- **Excerpt**
It isn’t uncommon for me to get questions about nutrition, particularly the role of vitamins in recovery. Let me say at the outset that I have no desire to get into a debate about it. There are huge industries with a vested interest in promoting vitamin therapies, and they use extremely effective advertising to attract people to their products. Many of those folks swear by their various courses of nutritional supplements, and that’s okay. I’m not going to buck the current of billions of dollars worth of merchandising, nor am I interested in changing anyone’s mind.
In most respects, however, I disagree with the concept of vitamin therapy. In fact, I hold a pretty conservative viewpoint on vitamins, in recovery and otherwise. We evolved to get them in certain quantities, and it’s difficult for me to imagine how messing with basic body chemistry is beneficial. Most experts who are not connected with the vitamin industry agree that there is no point in supplementing heavily unless blood tests have indicated an insufficiency of a particular vitamin, such as vitamin D.
Of course, those who do have an ax to grind, either because of ties to the industry or their own endeavors (books, websites, health food stores, etc.) take an entirely different view. The information here is based on good medical advice, and that’s all I have to say about it. Most nutritionists agree that we require vitamins and minerals only in tiny quantities, and that what isn’t absorbed literally goes down the drain. I once read a nutritionist’s summation: “Americans have the most expensive urine in the world.”
As addicts, we love the idea of some magical pill that will make us “all better,” but it doesn’t exist. The repairs necessary to recover from addiction will take place with abstinence, a good diet, exercise, rest, and — important to a remarkable degree — fun and relaxation. And it takes time; physical recovery from addiction, including alcoholism, can take up to two years. We feel better long before that, thank goodness, but it can take that long for our brains and the rest of our bodies to get back to something like normal.
However, we addicts are used to getting results fast. It’s no accident that the drugs that are most rapidly addictive are the ones that work the fastest. We think in the short term, and we don’t like to wait — for anything. Good nutrition, exercise and so forth take attention and work, and there’s no instant payoff. That’s our biggest hangup in recovery: wanting the magic pill.

- **Exercises**
**a.** Decide whether each statement below agrees with the essay on vitamins in recovery, answering yes or no and quoting the words that settle it: (i) The author says physical recovery from addiction, including alcoholism, can take up to two years. (ii) The author hopes to change readers' minds about vitamin supplements. (iii) The author says the most rapidly addictive drugs are the ones that work the slowest.
**b.** Write the next paragraph of the essay on vitamins in recovery, picking up after its final sentence.

- **Given data**
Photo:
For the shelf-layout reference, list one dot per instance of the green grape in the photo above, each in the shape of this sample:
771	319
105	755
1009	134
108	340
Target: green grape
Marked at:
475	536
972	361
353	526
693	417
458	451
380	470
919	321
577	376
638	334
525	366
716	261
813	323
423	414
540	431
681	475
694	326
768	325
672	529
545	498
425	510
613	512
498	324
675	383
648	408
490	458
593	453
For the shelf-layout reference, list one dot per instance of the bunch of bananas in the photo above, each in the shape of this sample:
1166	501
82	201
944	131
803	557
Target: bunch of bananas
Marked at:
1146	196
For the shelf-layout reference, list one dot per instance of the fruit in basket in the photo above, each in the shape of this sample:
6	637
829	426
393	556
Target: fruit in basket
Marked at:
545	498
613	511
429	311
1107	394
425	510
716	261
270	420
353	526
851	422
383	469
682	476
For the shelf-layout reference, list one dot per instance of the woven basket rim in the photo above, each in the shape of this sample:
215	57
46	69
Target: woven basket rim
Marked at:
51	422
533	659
...
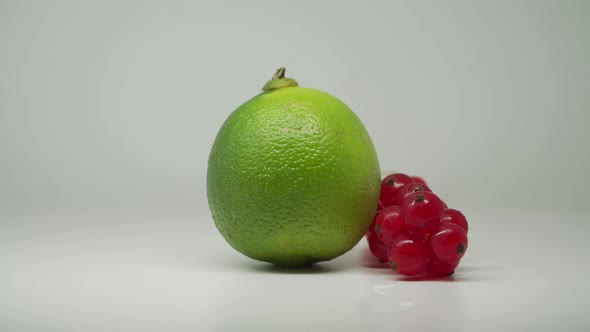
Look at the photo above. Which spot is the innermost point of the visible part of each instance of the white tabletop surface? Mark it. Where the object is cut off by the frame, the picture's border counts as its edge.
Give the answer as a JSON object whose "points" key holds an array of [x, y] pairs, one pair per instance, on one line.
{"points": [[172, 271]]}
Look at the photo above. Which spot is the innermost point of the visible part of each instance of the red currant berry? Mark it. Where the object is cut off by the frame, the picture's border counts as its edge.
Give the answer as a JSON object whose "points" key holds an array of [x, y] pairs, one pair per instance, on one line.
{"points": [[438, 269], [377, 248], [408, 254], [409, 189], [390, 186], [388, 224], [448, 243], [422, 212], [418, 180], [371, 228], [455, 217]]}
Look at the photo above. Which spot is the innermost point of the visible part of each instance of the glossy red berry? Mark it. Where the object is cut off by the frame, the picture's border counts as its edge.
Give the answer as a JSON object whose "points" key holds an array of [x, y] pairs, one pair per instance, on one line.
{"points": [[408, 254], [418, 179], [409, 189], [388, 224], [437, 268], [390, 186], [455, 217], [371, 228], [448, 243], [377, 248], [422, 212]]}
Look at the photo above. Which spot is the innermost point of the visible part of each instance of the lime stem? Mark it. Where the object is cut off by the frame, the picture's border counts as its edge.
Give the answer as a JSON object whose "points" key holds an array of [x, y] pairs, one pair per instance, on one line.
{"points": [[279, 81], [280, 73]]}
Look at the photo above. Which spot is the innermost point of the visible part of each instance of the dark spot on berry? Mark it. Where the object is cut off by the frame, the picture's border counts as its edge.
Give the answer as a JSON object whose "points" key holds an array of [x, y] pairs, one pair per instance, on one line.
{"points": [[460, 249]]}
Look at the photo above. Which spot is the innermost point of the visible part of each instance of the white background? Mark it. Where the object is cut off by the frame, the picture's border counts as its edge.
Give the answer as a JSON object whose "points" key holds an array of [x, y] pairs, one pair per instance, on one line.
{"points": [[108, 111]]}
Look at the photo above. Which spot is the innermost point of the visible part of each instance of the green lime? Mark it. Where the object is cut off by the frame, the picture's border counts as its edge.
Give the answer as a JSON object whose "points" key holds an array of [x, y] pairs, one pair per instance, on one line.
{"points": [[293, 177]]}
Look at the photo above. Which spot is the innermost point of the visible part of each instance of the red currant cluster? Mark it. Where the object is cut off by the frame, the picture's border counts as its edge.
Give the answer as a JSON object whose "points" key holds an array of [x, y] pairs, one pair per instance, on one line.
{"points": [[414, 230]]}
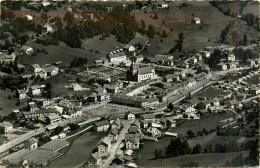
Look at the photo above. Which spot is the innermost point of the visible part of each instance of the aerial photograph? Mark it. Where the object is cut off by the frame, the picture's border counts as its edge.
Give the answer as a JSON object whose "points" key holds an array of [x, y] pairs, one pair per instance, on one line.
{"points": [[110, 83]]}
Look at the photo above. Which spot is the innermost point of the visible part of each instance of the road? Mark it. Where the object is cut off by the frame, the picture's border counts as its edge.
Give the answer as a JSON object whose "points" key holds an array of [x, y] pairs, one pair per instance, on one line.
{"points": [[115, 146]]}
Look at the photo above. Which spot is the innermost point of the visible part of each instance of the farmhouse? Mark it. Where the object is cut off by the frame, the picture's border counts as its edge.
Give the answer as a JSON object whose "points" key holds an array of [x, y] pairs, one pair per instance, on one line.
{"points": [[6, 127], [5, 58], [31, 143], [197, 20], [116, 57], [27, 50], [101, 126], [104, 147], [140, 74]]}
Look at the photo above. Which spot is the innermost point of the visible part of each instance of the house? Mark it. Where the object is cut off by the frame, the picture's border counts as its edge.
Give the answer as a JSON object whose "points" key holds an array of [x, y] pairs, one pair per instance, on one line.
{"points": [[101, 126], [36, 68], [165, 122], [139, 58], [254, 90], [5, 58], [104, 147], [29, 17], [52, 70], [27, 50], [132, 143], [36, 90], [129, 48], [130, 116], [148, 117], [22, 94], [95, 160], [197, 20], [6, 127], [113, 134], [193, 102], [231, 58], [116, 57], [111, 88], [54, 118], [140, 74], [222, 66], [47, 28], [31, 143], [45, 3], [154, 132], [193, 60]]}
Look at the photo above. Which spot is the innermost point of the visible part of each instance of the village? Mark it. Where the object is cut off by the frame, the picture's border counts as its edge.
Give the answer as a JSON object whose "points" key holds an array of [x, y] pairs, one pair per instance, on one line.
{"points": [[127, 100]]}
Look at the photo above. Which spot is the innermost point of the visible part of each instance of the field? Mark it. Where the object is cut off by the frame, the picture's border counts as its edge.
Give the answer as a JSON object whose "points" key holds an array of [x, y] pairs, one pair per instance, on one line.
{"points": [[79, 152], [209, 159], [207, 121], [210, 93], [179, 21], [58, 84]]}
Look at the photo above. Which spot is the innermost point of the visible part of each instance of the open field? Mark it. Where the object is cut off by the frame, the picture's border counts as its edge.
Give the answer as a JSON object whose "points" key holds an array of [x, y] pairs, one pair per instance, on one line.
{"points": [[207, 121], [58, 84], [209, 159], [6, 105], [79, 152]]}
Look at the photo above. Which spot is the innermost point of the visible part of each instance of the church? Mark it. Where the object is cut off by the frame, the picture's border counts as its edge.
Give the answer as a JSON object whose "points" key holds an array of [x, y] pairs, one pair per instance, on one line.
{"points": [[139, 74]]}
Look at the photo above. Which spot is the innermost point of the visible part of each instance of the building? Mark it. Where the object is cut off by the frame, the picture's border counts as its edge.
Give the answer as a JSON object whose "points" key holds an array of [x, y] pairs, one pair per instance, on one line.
---
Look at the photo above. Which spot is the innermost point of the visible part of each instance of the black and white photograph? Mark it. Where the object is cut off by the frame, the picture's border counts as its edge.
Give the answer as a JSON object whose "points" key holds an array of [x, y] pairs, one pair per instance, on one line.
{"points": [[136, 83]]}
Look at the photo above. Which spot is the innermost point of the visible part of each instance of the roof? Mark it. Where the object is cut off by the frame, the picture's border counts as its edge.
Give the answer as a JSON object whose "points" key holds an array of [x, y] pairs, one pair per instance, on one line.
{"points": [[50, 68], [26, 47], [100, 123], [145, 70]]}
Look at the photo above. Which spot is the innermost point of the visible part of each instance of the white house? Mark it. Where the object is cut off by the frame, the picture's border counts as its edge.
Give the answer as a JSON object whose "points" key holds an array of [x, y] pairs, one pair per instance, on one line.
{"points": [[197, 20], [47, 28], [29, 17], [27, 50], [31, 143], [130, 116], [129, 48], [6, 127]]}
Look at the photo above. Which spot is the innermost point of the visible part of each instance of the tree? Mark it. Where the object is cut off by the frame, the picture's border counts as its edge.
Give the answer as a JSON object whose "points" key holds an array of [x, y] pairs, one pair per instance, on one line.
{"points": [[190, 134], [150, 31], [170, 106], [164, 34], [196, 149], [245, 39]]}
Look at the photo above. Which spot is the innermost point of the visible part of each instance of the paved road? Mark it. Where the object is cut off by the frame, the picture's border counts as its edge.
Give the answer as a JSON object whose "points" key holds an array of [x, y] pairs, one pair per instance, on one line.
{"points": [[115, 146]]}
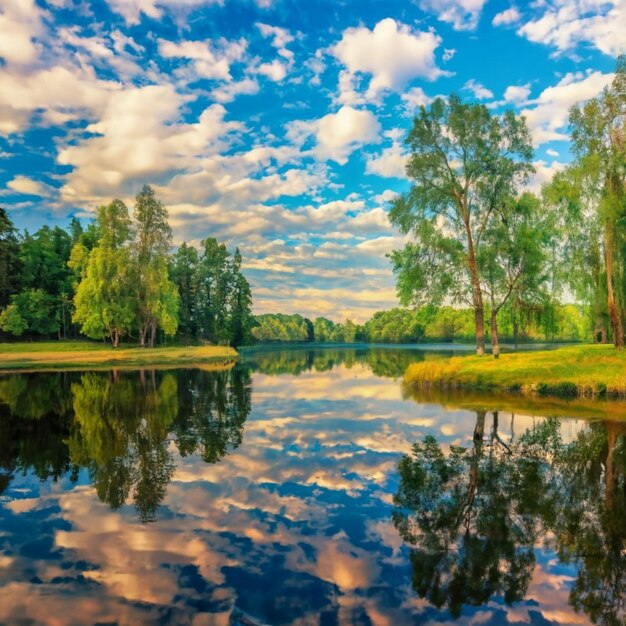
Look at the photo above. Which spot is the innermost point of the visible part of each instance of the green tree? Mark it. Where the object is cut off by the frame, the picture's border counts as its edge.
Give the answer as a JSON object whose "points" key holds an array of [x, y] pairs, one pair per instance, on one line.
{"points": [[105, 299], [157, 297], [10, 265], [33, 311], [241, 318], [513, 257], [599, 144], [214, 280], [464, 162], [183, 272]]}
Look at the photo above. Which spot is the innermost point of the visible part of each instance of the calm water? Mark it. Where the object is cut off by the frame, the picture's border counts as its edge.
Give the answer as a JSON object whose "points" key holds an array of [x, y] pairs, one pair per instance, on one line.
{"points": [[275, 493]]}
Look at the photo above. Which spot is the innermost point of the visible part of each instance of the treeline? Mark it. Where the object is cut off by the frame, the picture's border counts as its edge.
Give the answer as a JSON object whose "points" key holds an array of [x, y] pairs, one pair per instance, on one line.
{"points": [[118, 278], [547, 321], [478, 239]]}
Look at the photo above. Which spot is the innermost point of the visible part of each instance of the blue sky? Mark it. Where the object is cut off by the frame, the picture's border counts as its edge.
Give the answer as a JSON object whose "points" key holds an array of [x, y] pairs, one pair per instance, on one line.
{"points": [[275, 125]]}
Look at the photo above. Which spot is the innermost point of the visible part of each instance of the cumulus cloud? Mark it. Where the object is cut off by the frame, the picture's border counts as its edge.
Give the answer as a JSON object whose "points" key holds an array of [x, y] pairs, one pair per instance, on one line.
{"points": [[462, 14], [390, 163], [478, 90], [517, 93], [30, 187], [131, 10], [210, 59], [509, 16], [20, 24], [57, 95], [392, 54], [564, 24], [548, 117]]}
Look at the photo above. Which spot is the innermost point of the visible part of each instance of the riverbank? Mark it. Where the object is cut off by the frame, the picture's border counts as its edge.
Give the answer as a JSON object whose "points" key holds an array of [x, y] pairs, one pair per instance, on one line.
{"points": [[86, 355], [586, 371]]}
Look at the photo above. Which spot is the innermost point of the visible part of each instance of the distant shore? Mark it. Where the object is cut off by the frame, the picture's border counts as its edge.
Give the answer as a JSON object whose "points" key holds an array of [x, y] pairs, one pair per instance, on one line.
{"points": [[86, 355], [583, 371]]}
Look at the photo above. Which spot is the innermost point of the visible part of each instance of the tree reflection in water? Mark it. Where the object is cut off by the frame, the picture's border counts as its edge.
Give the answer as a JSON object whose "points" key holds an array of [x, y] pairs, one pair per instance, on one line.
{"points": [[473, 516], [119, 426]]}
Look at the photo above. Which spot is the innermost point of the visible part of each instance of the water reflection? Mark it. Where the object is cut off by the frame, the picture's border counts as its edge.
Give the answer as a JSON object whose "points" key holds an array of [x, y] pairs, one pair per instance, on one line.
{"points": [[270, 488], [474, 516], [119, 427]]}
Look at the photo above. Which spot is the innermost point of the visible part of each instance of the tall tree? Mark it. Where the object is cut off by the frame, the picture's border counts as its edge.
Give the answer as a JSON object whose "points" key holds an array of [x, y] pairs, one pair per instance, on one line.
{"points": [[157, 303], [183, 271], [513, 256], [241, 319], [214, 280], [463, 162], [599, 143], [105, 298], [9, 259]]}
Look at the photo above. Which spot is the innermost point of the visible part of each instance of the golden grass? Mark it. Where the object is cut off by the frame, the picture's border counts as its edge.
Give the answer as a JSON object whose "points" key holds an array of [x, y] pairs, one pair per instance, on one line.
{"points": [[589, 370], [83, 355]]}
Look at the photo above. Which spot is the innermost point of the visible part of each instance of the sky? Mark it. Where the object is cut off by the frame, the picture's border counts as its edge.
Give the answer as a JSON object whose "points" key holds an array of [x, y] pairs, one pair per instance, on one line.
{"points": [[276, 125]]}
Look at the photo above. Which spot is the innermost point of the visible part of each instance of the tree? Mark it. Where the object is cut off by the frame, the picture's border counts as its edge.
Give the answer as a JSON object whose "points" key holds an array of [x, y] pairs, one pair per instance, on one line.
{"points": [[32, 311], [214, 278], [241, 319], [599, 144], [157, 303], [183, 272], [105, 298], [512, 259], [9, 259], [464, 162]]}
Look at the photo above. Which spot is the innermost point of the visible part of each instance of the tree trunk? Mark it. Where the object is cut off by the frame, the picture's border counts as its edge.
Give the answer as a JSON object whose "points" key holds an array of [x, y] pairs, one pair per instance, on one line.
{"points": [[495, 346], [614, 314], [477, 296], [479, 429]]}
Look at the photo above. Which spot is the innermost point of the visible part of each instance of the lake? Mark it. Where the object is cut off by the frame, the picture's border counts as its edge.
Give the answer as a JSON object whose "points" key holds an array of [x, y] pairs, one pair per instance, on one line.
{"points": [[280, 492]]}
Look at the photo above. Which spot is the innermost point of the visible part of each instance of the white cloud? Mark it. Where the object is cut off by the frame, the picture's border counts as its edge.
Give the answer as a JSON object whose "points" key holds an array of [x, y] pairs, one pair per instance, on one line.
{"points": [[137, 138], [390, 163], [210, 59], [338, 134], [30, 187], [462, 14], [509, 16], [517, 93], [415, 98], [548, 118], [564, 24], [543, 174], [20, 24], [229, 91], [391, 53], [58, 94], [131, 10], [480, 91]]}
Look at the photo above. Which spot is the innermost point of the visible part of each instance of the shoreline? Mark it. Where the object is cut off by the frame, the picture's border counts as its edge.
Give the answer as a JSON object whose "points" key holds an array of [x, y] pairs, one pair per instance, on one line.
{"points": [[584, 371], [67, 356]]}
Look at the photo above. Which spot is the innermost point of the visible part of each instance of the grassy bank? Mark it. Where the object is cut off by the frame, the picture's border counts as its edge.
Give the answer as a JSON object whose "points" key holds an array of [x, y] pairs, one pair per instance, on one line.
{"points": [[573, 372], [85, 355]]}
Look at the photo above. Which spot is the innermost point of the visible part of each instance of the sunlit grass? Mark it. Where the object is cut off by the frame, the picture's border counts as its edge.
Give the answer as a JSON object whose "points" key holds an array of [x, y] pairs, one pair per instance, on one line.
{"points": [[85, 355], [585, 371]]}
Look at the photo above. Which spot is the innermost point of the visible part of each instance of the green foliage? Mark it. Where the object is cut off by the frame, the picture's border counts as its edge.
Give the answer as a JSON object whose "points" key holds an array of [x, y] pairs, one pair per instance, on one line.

- **Solved problems**
**a.**
(i) Yes: "physical recovery from addiction, including alcoholism, can take up to two years"
(ii) No: "nor am I interested in changing anyone’s mind"
(iii) No: "the drugs that are most rapidly addictive are the ones that work the fastest"

**b.**
That said, all alcoholics (and most other addicts) suffer from malnutrition to one degree or another. Alcohol prevents the small intestine from absorbing nutrients properly, and interferes with the intestinal bacteria that produce many of the nutrients we need. As a general rule, I believe that absent a doctor’s recommendation most of us do fine with a multivitamin every day with a meal (I take mine with breakfast). Because I have also been diagnosed with a vitamin D deficiency, I take supplements of that as well along with certain mineral supplements prescribed by my physician.
In the case of early recovery, no harm — and much good — can come from taking a high-quality multivitamin in the morning and one in the evening — always with a meal. Vitamins are food, not medicine, and must be digested with other food in order to be properly absorbed.
My personal opinion is that after the first year or so in recovery, people who eat properly and get a bit of sunshine and some exercise along with proper medical care probably don’t require more than a multi a day, and perhaps a mineral supplement if the multivitamin doesn’t provide them. This obviously doesn’t apply to folks who have been told to take certain supplements by a physician.
Of course your mileage may vary. If it works for you, great! Whether it’s vitamins or the placebo effect, the whole point of recovery is to feel better and get on with our lives.